> [Passage shown]:

※ ※ ※

Research Question 2: What variables in instructional design, content area, setting, learners, or research design moderate the effectiveness of peer-mediated learning for English language learners?
The second research question is intended to provide a more nuanced understanding for the answer to research question 1; essentially, the first question answers “What works?”, and the second question attempts to answer “For whom, and under what conditions?.” The following section details the answers to a large number of specific hypotheses of the influence of particular moderators and concludes with a summarizing synthesis of the effects of moderators across outcome types.

※ ※ ※

> [Extracted information]:
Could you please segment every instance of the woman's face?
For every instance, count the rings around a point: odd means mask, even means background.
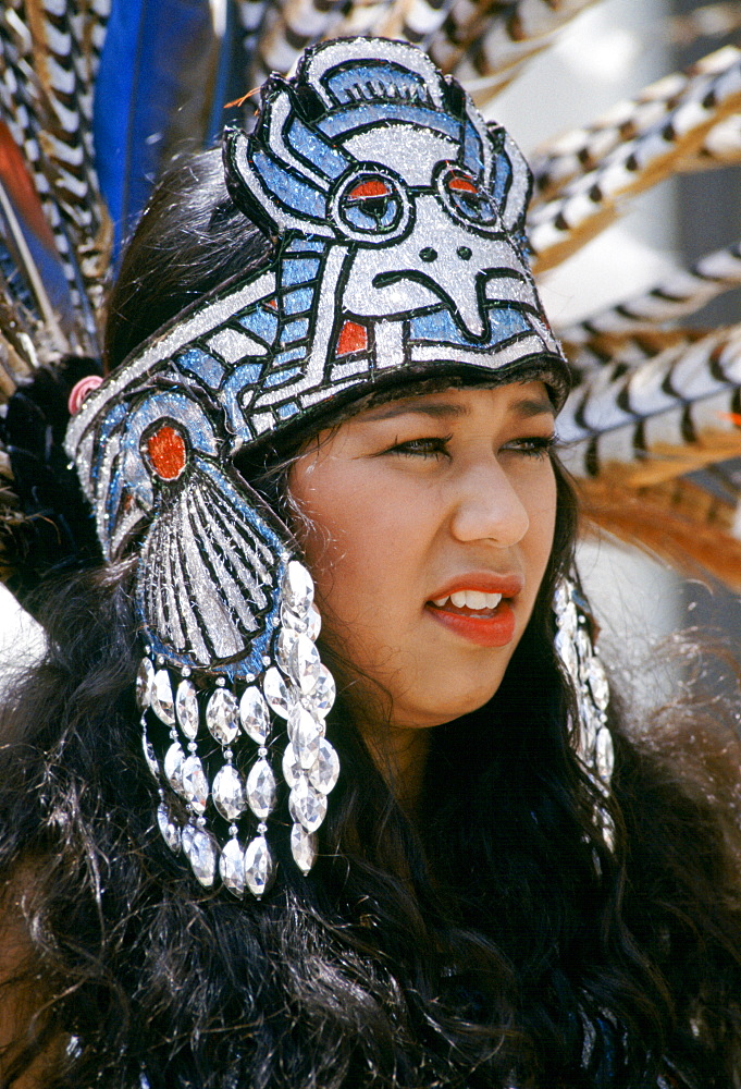
[[[324,638],[383,685],[394,725],[496,692],[553,542],[553,428],[542,382],[449,389],[361,412],[293,466]]]

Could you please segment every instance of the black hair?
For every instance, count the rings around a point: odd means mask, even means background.
[[[215,154],[189,160],[124,259],[108,365],[271,246],[231,206]],[[242,470],[275,487],[291,451],[261,456]],[[690,774],[614,714],[614,791],[596,794],[553,644],[549,602],[576,536],[573,490],[555,472],[532,619],[493,699],[433,732],[416,820],[341,694],[328,735],[343,770],[320,857],[307,878],[282,867],[260,903],[200,889],[157,831],[131,564],[45,587],[46,656],[2,712],[0,878],[24,932],[4,986],[36,1011],[2,1084],[54,1048],[49,1089],[734,1084],[741,853],[737,769],[720,756],[732,736],[708,719],[700,738],[693,722],[711,794],[702,759]],[[676,745],[684,721],[670,719]]]

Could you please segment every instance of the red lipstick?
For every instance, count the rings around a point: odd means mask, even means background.
[[[476,573],[458,576],[436,590],[425,609],[436,623],[469,643],[479,647],[505,647],[515,635],[511,599],[521,592],[522,586],[519,575]],[[483,595],[487,596],[487,601],[481,600]],[[456,600],[452,600],[454,596]],[[495,602],[492,596],[499,600]]]

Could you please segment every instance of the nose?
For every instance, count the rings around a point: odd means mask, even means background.
[[[477,462],[458,476],[450,518],[450,531],[457,540],[510,548],[529,528],[524,504],[496,457]]]

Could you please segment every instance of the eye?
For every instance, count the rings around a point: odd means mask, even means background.
[[[409,200],[400,181],[386,170],[356,170],[341,184],[332,212],[351,237],[400,234],[409,222]]]
[[[547,457],[556,445],[555,435],[531,435],[511,439],[502,446],[502,453],[522,454],[526,457]]]
[[[495,227],[499,217],[490,193],[459,167],[445,167],[437,178],[437,192],[448,211],[477,227]]]
[[[432,435],[427,438],[408,439],[406,442],[395,442],[386,453],[408,454],[413,457],[440,457],[447,455],[447,444],[453,436]]]

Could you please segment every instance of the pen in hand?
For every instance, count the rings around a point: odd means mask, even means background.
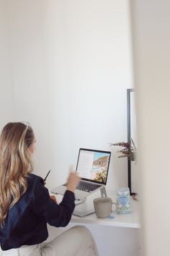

※ ※ ※

Summarize the passage about the second research question in two sentences.

The second research question asks which variables in instructional design, content area, setting, learners, or research design moderate the effectiveness of peer-mediated learning for English language learners. It refines the first question's "What works?" by asking "For whom, and under what conditions?", and the following section tests many specific hypotheses about particular moderators before synthesizing their effects across outcome types.